Özellikle 2000 yılların basından itibaren Rusya-Türkiye ilişkilerinde ekonomi alanında işbirliğinin yanı sıra, siyasal ve güvenlik alanlarında da kontrollü gerginlik ve rekabet anlayışından işbirliğine geçiş sureci konusunda bazı somut adımlar atılmıştır. Bu bağlamda 16 Kasım 2001’de iki ülke dışişleri bakanlarının New York’ta imzaladıkları “Avrasya Eylem Planı” ile Avrasya coğrafyasında siyasi alanda ve terörizmle mücadele işbirliği ve ekonomik ortaklık konusunda uzlaşmaya varılmıştır. Ayrıca, Türkiye ile ilişkilerin geliştirilmesinde en mesafeli tutum takınan resmi kurumlardan Rusya Genelkurmayı’nın Başkanı Anatoliy Kvaşnin’in Ocak 2002’de yaptığı Türkiye ziyaretinde bölgede istikrar için Rus-Türk işbirliği önerisi ile ilişkilerin güvenlik boyutuna yeni bir acilim getirmiştir. Bunun yanı sıra iki ülke arasında askeri eğitim Anlaşması imzalanması ve Türk ordusunun modernizasyonu çerçevesinde yapılan askeri helikopter ihalesine Rus şirketinin ilgisi de ikili ilişkilerin güvenlik boyutu bakımından anlamlı hususlardır. Keza iki ülke arasında nükleer yapmaya ilişkin anlaşmanın imzalanması ise ilişkilerin dikkat çekici bir başka husustur.

- Bölge etiketleme girdileri:
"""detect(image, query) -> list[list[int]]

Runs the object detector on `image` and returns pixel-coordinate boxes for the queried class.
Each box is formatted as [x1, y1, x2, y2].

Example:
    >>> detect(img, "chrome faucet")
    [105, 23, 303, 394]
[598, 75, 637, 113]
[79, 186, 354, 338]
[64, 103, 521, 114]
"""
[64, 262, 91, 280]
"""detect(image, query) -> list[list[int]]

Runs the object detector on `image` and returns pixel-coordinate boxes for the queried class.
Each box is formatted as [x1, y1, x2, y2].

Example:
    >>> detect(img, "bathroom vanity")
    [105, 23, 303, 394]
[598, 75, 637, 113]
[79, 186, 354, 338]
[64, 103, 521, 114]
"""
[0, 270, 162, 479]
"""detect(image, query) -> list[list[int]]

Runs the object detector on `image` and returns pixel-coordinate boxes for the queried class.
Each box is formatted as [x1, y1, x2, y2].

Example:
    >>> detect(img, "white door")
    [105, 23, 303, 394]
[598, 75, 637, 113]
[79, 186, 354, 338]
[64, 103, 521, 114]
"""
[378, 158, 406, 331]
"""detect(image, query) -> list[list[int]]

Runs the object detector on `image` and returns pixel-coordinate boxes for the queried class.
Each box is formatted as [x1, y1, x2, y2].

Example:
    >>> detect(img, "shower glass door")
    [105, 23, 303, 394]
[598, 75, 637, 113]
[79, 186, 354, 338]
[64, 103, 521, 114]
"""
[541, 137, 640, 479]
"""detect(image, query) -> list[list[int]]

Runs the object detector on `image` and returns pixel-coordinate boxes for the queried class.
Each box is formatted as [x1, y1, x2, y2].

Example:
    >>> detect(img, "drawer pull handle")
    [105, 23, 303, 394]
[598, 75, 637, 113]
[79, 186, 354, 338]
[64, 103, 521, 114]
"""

- Kısa alıştırma:
Rusya-Türkiye ilişkileri metnine göre aşağıdaki ifadelerin her biri metinle örtüşüyor mu? Lütfen her birine evet ya da hayır diye yanıt verip kararı belirleyen sözleri metinden aynen alıntılayın.
(a) Avrasya Eylem Planı, iki ülkenin dışişleri bakanları tarafından Moskova'da imzalanmıştır.
(b) Anatoliy Kvaşnin Türkiye ziyaretini Ocak 2002'de yapmıştır.
(c) Askeri helikopter ihalesine bir Rus şirketi ilgi göstermiştir.

- Doğru cevap:
(a) Hayır: "16 Kasım 2001’de iki ülke dışişleri bakanlarının New York’ta imzaladıkları “Avrasya Eylem Planı”"
(b) Evet: "Anatoliy Kvaşnin’in Ocak 2002’de yaptığı Türkiye ziyaretinde"
(c) Evet: "Türk ordusunun modernizasyonu çerçevesinde yapılan askeri helikopter ihalesine Rus şirketinin ilgisi"